## ASSIGNMENT A
Answer these questions from the call for papers:
(i) On what date is the event held?
(ii) By what date must proposals be received?
(iii) How long should individual papers be?
## ASSIGNMENT B
Can you sum up the call for papers in two sentences?
**** TEXT PROVIDED
Society for Dance Research

in Association with State of Trust and Rimap (University of Bedfordshire)

Call for Papers

Dance, Diaspora and the role of the Archive

Saturday September 17, 2016

Venue: University of Bedfordshire

Deadline for receipt of proposals May 30th 2016.

As the work of the Black Dance Archives Project is revealing, an understanding and awareness of a particular dance style, artist or institution depends in part on how it is situated historically, how it is documented and remembered. As the field of dance research has expanded, the significance of archives and archival practices extend beyond concerns of recovering memory, providing avenues through which to investigate questions of authenticity, tradition and ownership, among other issues. Archives are constantly in flux, open to interpretation, and can increase the visibility of the invisible. Significantly under-represented in the past, more material records of dancers and dancing from various diasporas are currently being collected and catalogued. The concept of archive also extends beyond the official documents, to encompass the memories that reveal perspectives of performers, creators, funders, administrators and viewers, captured through interviews, personal photos, journals, rehearsal notes and correspondence.

Papers are sought that explore the concept of the dance archive with particular reference to dancers and dancing of diaspora communities. Presenters are encouraged to engage with the Black Dance Archives Project, but papers that explore wider issues around archives are also welcome. Themes may thus include:

  • The significance of particular archive materials relating to one artist/company
  • The work of a particular artist/company whose work is documented  as part of the Black Dance Archives collections or other diasporic dance archives
  • Issues revealed by archive materials relevant to the career trajectories and management of emergent Black British or other diasporic artists
  • The relationship between memory and the archive
  • Archival issues and complexities that are specifically relevant to dance and /or diaspora.
  • The influence of the work of dance artists from the diaspora on current choreographic and performance practices

Abstracts/Proposals of no more than 300 words with an indicative bibliography and any technical requirementsshould be sent to . Any enquiries may be directed to  or.

Abstracts/proposals will be blind reviewed by a panel. Individual papers should be 20 minutes in length but we also encourage submissions of roundtable discussions, lecture-demonstrations, movement workshops, performative engagements and collaborative presentations, or posters.
********
**** RECORDS SHOWN
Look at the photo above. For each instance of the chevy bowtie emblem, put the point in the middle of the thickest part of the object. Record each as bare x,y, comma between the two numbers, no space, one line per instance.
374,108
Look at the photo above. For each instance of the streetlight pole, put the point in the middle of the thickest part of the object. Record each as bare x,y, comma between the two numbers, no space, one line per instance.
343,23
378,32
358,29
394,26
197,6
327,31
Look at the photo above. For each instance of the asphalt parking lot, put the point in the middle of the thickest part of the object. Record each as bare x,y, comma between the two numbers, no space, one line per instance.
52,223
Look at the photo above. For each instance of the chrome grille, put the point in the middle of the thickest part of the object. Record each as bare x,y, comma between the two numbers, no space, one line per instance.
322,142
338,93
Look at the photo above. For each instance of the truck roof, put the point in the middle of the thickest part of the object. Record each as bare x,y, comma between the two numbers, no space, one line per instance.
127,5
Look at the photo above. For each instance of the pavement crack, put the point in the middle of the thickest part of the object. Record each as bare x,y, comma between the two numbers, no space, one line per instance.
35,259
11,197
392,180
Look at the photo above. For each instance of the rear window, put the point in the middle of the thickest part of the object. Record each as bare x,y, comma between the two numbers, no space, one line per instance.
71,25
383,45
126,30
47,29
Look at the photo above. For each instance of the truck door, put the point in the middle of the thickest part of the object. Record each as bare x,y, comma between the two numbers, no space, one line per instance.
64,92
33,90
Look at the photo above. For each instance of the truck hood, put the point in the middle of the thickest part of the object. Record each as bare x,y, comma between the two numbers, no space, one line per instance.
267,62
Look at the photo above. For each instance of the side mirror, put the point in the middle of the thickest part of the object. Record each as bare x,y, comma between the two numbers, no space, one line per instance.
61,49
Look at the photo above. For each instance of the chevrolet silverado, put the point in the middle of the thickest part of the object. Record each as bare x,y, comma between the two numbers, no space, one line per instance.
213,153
********
## EXPECTED ANSWER A
(i) Saturday, September 17, 2016
(ii) May 30th, 2016
(iii) 20 minutes

## EXPECTED ANSWER B
The Society for Dance Research, in association with State of Trust and Rimap, is seeking papers for a September 17, 2016 event at the University of Bedfordshire on the concept of the dance archive, with particular reference to dancers and dancing of diaspora communities. Presenters are encouraged to engage with the Black Dance Archives Project, and abstracts of no more than 300 words, due by May 30th, 2016, will be blind reviewed by a panel.